>> BEGIN

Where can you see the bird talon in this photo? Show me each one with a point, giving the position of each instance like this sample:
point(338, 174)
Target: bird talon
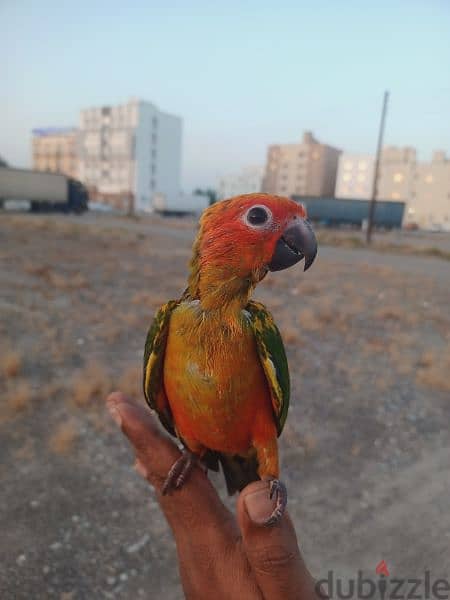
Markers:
point(278, 490)
point(179, 472)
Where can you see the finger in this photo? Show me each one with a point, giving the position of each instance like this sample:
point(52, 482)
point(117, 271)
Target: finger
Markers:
point(272, 551)
point(196, 506)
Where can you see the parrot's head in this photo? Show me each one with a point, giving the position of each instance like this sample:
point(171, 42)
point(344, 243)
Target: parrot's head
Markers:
point(243, 238)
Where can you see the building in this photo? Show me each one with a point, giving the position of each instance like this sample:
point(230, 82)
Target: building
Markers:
point(396, 173)
point(248, 180)
point(130, 152)
point(429, 205)
point(307, 168)
point(352, 211)
point(355, 176)
point(55, 149)
point(423, 186)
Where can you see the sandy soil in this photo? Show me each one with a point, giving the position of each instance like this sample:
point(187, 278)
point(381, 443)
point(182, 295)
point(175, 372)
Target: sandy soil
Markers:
point(365, 453)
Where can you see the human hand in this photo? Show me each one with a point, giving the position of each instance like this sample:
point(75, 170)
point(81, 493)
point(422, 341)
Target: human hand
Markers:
point(219, 556)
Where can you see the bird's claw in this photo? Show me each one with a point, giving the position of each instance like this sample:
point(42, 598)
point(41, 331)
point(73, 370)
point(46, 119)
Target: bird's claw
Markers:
point(278, 490)
point(179, 472)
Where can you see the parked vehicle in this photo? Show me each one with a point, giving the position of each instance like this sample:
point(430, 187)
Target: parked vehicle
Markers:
point(43, 191)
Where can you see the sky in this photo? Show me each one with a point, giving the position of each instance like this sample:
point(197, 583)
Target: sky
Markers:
point(242, 75)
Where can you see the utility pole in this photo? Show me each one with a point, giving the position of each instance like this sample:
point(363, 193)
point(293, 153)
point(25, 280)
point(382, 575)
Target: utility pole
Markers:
point(373, 199)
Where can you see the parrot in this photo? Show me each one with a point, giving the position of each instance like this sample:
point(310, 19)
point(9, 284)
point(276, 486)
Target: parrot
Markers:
point(215, 368)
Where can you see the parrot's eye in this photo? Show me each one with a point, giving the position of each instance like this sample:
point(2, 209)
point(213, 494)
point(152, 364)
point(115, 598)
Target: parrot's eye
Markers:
point(258, 215)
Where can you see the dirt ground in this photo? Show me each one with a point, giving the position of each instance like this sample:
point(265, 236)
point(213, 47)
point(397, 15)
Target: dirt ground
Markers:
point(365, 452)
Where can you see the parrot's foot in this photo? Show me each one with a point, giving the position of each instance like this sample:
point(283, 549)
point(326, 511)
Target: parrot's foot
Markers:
point(179, 472)
point(278, 490)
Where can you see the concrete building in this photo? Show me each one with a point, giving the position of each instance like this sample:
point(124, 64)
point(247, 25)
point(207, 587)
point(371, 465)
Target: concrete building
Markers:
point(424, 187)
point(308, 168)
point(397, 173)
point(248, 180)
point(55, 149)
point(429, 205)
point(130, 152)
point(354, 177)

>> END

Problem details:
Rewrite all of the material above, changing every "Target" to "Object" and leaving everything else as it is. Omit the pictures.

Problem solution:
Where can you see the bird talon in this photo? Show me each one with a point, giving the position of each instance like this sample:
point(338, 174)
Object: bird talon
Markers:
point(278, 490)
point(179, 472)
Where can you see the finger in this photo? Show me each one with a point, giving the position of each instance like this sample:
point(52, 482)
point(117, 271)
Object: finger
Markers:
point(272, 551)
point(196, 506)
Where can you see the parrot's head in this photo? Show me each one with a point, giving the position of each instance like this sample:
point(171, 42)
point(344, 243)
Object: parrot's head
Markers:
point(243, 238)
Where can you see the building in this photo? Show me each one with a point, giving the position of each instance like this sample:
point(230, 82)
Object: building
Markers:
point(396, 173)
point(248, 180)
point(130, 152)
point(429, 205)
point(307, 168)
point(352, 211)
point(355, 176)
point(55, 149)
point(423, 186)
Where can you see the sandy soil in this photo? Show me each one with a point, giving the position of each instance like this sample:
point(187, 278)
point(381, 443)
point(182, 295)
point(175, 372)
Object: sandy soil
Markers:
point(365, 453)
Where can you see the human hand in this photo? Show me each one with a point, giving the position of each instance like this sample:
point(75, 170)
point(81, 493)
point(422, 341)
Object: human hand
Markers:
point(219, 556)
Where can you see the bird's claw in this photo? Show me each one with a point, giving the position of each instance like this sample:
point(42, 598)
point(41, 331)
point(73, 370)
point(46, 119)
Object: bird's claw
Markers:
point(278, 490)
point(179, 472)
Where can you see the parked vehicle in this photo? Show me each one with a point, giving the position of each instance like this sample:
point(430, 187)
Object: parked vehicle
Markers:
point(43, 191)
Where can you see the sky in this photo? Show me each one with a point, giving the position of each instance like this sample:
point(197, 583)
Object: sky
Markers:
point(242, 75)
Where can you see the utility pole in this photo? Show me each one with a point, giving the position of each instance like this sample:
point(363, 193)
point(293, 153)
point(25, 280)
point(382, 575)
Object: utility pole
Markers:
point(373, 199)
Where can you see the parrot in this photo? Show me each one with a point, giving the position of each instance like this sample:
point(310, 19)
point(9, 284)
point(276, 486)
Object: parrot
Markers:
point(215, 368)
Where can you see the parrot's eye in this photo? Show me each one with a point, giving the position of each instance like this sample:
point(2, 209)
point(213, 494)
point(152, 364)
point(115, 598)
Object: parrot's eye
Markers:
point(258, 215)
Where can you see the dirt ground in this photo? Show me each one with a point, giving the position of each instance like this sample:
point(265, 236)
point(213, 47)
point(397, 15)
Object: dirt ground
Markers:
point(365, 452)
Where can you see the parrot's foot in this photo? Show me each one with a point, giving the position of each instance like this sample:
point(283, 549)
point(326, 511)
Object: parrot's foot
Markers:
point(179, 472)
point(278, 490)
Where can you see the concrete building in this photo? Show me each one with a point, giving the position of each instance like this sample:
point(124, 64)
point(247, 25)
point(207, 587)
point(371, 465)
Object: concrete building
Markers:
point(424, 187)
point(308, 168)
point(397, 173)
point(248, 180)
point(55, 149)
point(429, 205)
point(130, 152)
point(354, 177)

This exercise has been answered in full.